## About this exercise
Transcribe the following records exactly, images excluded.

## Source records
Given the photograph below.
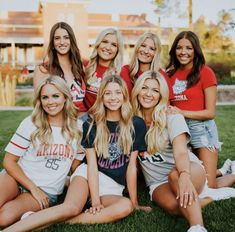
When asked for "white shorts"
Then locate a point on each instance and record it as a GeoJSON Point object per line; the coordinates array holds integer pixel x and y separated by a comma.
{"type": "Point", "coordinates": [192, 158]}
{"type": "Point", "coordinates": [107, 186]}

## The answer
Given the photograph below.
When asked for "white shorts"
Then locate a point on each instance and record it as a GeoJSON Point object per line; the coordinates array holds integer pixel x and y separated by a comma.
{"type": "Point", "coordinates": [192, 158]}
{"type": "Point", "coordinates": [107, 186]}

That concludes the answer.